[Start of STORED RECORDS]

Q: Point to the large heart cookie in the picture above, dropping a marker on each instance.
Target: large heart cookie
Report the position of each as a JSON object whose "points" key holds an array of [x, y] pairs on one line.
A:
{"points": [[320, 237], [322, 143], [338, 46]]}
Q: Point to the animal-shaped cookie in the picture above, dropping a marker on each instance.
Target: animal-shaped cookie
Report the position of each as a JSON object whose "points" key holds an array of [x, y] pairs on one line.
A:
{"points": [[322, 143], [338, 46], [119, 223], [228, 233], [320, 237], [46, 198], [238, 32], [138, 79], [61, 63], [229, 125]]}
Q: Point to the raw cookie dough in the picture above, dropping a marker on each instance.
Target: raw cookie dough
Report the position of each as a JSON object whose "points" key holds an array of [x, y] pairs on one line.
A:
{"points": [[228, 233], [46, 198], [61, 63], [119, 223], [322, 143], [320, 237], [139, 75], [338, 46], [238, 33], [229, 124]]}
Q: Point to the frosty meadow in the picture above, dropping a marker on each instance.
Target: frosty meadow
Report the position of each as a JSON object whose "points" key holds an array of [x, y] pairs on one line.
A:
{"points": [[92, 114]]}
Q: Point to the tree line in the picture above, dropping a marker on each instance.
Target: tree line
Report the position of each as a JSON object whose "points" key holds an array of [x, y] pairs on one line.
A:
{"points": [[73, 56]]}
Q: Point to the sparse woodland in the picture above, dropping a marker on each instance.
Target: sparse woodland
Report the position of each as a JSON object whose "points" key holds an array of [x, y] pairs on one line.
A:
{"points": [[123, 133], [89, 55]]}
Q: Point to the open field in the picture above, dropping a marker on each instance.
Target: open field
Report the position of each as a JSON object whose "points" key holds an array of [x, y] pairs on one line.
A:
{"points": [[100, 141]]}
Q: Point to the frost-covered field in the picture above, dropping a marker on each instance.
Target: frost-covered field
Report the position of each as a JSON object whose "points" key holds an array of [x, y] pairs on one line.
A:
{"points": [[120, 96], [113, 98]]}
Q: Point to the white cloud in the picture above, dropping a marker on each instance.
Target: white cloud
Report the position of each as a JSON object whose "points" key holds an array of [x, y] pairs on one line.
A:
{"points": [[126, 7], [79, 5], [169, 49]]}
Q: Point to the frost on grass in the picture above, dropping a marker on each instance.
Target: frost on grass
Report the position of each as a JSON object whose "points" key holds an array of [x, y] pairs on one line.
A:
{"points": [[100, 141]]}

[End of STORED RECORDS]

Rewrite all the entries, switching "dropping a marker" to "placing a marker" everywhere it occurs and leaving everything else unchanged.

CORRECT ANSWER —
Q: Point to the large heart cookie in the picture above, placing a marker on each instance.
Target: large heart cookie
Report the position of each as a JSON object whose "points" key holds an array of [x, y] pairs on one line.
A:
{"points": [[320, 237], [322, 143], [338, 46]]}
Q: Point to the animal-shaped cookie in the picture above, placing a marker on each instance.
Target: animal-shaped cookie
Report the position of each as a JSON object whose "points" key holds an array of [x, y] pairs on one line.
A:
{"points": [[322, 143], [338, 46], [119, 223], [228, 233], [320, 237], [46, 198], [238, 32], [138, 79], [61, 63], [229, 125]]}
Q: Point to the raw cookie dough in the picture above, placing a marker on each instance.
Target: raw cookie dough
Report the position of each as a JSON object whose "points" key holds an array of [x, y] pairs on one line.
A:
{"points": [[228, 233], [46, 198], [61, 63], [119, 223], [322, 143], [320, 237], [139, 75], [338, 46], [238, 33], [229, 124]]}
Q: Point to the frosty meadow in the picture above, placing a marker on each instance.
Target: frosty meadow
Report the position of each as a JSON object whose "points" key holds an array of [x, y] pairs on one line.
A:
{"points": [[92, 114]]}
Q: Point to the tree line in the picture above, placing a marker on each instance.
Target: tree line
Report the position of each as a JSON object whose "points" key holds an array of [x, y] pairs on one line.
A:
{"points": [[73, 56]]}
Q: Point to the sparse woodland in the picture above, placing a marker on each instance.
Target: sparse woodland
Report the position of each as a JSON object whose "points" key holds an array of [x, y] pairs on one line.
A:
{"points": [[123, 133], [89, 55]]}
Q: Point to the open field in the picture above, placing a marker on each instance.
Target: open field
Report the position of each as a JSON object whose "points" key holds an array of [x, y] pairs on one line.
A:
{"points": [[100, 141]]}
Q: Point to the frost-covered field in the picture above, placing a marker on each instance.
Target: frost-covered field
Report the position of each as a JSON object whose "points" key holds an array of [x, y] pairs on one line.
A:
{"points": [[120, 96], [113, 98]]}
Q: Point to the white cloud in the picture above, placing a marker on each instance.
Target: white cloud
Report the position of each as a JSON object whose "points" key holds an array of [x, y] pairs on one line.
A:
{"points": [[126, 7], [79, 5], [169, 49]]}
Q: Point to the frost on grass in the picture above, placing a marker on each instance.
Target: frost on grass
Report the position of each as a JSON object whose "points" key holds an array of [x, y] pairs on one line.
A:
{"points": [[100, 141]]}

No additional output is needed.